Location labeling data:

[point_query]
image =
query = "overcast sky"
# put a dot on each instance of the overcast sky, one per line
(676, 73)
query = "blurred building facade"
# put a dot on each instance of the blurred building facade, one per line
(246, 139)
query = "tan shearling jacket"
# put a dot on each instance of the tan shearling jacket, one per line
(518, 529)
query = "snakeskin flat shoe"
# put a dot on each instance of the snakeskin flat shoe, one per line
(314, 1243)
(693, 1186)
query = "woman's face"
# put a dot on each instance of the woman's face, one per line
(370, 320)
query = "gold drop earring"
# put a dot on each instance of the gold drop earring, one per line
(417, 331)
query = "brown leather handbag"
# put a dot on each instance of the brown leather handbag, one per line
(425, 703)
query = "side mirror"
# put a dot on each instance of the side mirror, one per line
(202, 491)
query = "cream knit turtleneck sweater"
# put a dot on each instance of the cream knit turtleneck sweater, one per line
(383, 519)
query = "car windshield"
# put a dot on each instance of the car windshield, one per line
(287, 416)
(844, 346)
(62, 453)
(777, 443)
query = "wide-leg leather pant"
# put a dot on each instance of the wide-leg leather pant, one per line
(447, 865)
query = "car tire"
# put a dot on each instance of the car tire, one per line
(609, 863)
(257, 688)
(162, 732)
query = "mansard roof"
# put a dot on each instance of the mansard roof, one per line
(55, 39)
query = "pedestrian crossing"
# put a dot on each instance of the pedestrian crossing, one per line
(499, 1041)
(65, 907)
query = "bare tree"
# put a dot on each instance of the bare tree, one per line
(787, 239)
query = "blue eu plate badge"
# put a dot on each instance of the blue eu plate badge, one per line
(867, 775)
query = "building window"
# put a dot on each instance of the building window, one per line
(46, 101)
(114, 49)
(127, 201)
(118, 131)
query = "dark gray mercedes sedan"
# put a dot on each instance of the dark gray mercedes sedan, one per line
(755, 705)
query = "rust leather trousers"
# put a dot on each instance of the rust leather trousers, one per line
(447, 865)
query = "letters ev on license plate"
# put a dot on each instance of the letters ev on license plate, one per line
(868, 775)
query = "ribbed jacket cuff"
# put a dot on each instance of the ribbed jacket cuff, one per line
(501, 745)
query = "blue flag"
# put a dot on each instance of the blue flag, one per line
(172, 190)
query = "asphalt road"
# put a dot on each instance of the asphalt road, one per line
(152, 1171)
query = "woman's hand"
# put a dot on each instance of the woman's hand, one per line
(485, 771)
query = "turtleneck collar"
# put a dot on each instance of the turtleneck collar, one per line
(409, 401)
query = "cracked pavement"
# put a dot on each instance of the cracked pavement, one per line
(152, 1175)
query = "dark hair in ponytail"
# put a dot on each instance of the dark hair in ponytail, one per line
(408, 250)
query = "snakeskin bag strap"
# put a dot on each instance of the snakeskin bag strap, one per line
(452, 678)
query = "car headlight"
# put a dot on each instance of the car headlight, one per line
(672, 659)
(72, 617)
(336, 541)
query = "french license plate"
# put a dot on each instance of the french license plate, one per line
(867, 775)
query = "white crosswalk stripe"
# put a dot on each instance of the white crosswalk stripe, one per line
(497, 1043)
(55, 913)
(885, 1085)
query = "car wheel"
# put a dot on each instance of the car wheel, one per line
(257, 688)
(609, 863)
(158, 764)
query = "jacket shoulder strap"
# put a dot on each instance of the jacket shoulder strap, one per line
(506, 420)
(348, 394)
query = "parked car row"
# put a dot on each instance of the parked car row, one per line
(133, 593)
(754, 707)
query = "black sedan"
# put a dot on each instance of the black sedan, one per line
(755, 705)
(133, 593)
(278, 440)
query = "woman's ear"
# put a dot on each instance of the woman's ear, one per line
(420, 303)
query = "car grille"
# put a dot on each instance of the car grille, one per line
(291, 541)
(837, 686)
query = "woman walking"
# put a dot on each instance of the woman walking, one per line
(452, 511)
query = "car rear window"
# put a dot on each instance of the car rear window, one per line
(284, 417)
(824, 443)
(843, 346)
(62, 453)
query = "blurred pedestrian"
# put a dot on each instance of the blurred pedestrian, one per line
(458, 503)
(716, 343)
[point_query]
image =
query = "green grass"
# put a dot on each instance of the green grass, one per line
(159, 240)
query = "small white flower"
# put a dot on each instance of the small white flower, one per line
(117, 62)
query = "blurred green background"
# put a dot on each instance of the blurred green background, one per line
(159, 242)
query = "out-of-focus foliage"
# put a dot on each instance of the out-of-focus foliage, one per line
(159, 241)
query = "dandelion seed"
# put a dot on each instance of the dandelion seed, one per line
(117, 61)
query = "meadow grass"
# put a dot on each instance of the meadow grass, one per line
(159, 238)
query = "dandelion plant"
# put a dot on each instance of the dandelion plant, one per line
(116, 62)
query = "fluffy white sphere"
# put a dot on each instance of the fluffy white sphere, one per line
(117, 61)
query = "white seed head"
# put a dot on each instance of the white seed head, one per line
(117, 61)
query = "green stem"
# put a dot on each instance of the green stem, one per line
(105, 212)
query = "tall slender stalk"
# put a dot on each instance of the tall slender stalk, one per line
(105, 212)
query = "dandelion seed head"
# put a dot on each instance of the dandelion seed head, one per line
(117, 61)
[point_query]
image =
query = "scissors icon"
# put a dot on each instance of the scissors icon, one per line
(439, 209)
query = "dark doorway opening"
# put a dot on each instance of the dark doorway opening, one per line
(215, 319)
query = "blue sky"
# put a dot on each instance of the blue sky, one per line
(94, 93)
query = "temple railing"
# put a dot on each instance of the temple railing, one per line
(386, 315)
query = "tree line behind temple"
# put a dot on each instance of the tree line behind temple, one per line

**YOUR INSTRUCTIONS**. Return every line of the data above that contains the string "icon".

**RESULT FOR THIS TASK**.
query = "scissors icon"
# put a dot on each instance of the scissors icon, one per line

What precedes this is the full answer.